[Given records — start]

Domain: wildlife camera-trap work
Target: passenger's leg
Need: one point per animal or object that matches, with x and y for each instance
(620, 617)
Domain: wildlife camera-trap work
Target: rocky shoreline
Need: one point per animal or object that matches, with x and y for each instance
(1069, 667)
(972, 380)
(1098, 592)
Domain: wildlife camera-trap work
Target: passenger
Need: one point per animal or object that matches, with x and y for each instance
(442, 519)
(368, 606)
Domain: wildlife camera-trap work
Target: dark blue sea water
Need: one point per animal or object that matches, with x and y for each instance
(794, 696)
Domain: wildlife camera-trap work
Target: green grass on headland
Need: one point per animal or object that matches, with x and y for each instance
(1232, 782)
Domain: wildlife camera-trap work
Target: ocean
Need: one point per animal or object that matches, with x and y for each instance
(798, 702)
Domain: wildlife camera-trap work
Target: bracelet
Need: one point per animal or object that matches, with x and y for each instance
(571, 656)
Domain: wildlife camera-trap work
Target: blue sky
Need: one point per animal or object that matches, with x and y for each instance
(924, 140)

[Given records — finish]
[Given records — start]

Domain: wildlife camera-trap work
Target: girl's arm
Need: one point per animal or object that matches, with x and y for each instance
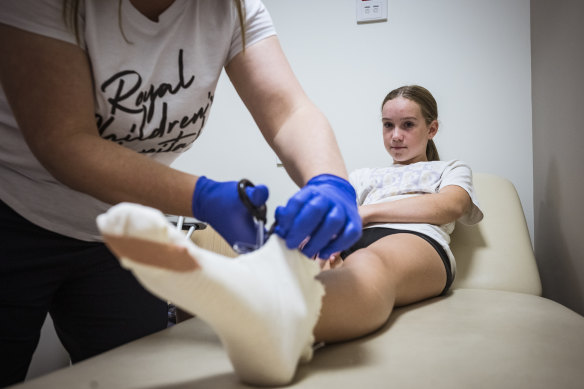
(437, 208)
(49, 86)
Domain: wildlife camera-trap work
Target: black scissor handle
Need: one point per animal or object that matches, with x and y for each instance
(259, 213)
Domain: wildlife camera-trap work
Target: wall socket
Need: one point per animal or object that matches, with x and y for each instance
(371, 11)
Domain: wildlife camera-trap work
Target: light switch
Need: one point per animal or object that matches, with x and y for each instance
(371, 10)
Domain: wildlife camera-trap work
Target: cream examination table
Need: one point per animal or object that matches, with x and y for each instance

[Given records — finish]

Where a line of the data contains "blue", include it in the tally, and answer with the tally alone.

Expected output
2